[INPUT MATERIAL]
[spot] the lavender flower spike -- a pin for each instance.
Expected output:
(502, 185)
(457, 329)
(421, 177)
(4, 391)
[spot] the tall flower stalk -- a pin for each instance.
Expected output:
[/INPUT MATERIAL]
> [ACTIVITY] Going through the material above, reproduce every line exactly.

> [FINISHED TASK]
[spot] the lavender flower spike -- a pin for each instance.
Expected output:
(502, 185)
(457, 329)
(421, 177)
(4, 391)
[spot] the tall flower stalk -- a pin for each instance.
Expected output:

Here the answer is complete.